── DATA EXCERPTS ──

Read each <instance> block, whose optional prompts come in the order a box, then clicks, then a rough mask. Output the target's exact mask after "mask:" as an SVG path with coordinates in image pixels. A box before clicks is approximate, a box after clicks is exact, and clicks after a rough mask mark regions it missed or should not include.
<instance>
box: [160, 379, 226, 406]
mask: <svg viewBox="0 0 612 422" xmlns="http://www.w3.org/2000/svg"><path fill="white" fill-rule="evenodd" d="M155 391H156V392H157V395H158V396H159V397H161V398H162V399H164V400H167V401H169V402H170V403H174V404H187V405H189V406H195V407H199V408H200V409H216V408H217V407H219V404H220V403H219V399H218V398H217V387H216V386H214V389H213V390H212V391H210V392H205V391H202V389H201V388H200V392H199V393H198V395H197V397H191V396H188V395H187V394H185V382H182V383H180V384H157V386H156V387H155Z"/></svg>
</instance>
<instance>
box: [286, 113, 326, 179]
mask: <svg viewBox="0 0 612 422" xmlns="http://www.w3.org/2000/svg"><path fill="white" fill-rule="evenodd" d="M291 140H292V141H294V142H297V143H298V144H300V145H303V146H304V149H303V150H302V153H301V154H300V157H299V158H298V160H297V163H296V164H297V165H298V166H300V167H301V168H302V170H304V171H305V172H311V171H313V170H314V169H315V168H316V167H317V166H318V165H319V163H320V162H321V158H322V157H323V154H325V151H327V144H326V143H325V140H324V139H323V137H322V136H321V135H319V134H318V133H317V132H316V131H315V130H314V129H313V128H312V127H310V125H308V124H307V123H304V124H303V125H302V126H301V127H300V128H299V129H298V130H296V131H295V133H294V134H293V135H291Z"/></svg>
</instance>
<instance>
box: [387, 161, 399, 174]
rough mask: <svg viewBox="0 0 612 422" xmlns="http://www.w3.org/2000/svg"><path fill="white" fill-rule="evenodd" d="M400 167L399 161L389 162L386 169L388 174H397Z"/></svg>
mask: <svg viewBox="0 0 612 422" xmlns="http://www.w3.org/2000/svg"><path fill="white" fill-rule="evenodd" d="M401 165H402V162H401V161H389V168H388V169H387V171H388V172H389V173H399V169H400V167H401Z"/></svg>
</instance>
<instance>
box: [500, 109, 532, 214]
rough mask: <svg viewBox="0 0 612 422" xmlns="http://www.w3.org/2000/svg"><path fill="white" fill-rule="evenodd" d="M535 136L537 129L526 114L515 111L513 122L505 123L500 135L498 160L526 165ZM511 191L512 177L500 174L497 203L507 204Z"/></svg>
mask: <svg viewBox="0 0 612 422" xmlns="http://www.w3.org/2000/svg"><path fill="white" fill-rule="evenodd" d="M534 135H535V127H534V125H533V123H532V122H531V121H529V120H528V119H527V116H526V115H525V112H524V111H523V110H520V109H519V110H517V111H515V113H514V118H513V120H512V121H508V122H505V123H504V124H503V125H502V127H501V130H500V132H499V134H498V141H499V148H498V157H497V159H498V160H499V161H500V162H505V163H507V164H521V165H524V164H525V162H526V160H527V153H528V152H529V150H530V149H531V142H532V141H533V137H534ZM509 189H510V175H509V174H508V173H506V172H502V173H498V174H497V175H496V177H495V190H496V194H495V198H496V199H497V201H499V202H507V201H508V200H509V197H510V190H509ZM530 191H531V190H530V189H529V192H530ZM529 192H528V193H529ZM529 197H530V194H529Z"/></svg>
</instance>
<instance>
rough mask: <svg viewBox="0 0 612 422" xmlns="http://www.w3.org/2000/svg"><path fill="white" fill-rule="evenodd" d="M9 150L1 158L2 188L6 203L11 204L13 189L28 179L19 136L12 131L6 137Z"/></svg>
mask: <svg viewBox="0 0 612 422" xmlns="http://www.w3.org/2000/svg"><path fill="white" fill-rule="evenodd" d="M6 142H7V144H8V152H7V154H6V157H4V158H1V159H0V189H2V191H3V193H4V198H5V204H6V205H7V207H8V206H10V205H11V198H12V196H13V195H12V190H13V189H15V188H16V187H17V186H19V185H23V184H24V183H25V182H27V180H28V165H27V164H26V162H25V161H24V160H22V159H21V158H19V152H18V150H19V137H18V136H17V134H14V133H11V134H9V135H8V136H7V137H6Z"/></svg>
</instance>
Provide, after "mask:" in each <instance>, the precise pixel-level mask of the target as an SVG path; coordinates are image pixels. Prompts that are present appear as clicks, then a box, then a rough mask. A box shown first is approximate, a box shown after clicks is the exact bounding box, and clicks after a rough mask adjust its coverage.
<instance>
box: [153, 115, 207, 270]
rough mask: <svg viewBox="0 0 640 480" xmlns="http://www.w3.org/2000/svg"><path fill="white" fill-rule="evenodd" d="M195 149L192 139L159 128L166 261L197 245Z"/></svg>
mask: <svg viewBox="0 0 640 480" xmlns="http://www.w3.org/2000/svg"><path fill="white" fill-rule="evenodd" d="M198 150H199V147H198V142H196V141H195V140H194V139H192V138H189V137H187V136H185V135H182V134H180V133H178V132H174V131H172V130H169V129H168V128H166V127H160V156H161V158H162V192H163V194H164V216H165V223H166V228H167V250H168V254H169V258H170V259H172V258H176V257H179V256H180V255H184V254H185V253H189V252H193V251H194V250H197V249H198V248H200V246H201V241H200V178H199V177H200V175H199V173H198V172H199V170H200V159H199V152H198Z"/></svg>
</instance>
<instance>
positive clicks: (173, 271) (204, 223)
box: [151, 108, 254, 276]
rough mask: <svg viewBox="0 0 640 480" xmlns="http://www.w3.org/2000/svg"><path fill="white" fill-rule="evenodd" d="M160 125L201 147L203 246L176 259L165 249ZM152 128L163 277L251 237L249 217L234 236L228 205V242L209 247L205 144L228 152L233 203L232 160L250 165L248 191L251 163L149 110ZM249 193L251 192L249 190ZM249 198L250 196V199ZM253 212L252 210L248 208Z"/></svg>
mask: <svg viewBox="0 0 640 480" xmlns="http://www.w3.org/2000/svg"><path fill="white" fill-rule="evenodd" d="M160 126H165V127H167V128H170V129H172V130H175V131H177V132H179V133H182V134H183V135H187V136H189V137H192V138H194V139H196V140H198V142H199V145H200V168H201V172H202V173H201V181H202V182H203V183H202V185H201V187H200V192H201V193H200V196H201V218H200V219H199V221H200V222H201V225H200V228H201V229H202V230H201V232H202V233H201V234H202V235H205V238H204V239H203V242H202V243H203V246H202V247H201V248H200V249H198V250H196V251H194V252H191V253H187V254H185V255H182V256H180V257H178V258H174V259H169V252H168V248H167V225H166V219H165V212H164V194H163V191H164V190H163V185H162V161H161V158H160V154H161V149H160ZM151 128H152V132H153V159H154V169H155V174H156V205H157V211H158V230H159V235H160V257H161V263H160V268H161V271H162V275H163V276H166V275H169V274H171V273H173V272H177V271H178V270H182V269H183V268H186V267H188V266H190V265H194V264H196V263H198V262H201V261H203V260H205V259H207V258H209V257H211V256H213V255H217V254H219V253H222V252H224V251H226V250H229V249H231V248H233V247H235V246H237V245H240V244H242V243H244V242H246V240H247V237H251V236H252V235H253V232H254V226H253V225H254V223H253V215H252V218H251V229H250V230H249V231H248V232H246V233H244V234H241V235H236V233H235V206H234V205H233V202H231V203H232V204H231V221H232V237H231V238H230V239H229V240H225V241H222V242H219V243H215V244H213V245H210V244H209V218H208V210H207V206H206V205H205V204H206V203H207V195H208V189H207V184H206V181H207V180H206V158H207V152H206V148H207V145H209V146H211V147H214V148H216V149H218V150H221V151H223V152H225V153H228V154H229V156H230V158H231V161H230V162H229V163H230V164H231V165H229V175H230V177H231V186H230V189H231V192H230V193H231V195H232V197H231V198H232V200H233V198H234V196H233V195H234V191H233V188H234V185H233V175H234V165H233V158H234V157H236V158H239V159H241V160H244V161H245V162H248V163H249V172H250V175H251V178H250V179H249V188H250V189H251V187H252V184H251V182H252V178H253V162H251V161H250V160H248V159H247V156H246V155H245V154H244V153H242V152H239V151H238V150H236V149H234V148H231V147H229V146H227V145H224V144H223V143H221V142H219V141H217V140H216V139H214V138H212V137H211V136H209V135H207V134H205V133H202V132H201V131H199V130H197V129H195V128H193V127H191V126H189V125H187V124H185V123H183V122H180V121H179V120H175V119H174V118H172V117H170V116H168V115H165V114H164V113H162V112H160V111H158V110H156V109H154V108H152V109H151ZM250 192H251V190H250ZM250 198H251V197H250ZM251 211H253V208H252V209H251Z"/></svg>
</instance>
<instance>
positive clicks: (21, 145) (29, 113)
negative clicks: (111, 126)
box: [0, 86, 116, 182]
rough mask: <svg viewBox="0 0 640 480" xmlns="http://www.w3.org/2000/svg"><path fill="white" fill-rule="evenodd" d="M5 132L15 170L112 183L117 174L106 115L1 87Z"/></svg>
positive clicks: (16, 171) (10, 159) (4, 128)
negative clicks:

───

ASSIGNED TASK:
Where a line of the entries contains the word "positive", copy that line.

WORKED SOLUTION:
positive clicks: (173, 271) (204, 223)
positive clicks: (21, 145) (29, 113)
positive clicks: (16, 171) (10, 159) (4, 128)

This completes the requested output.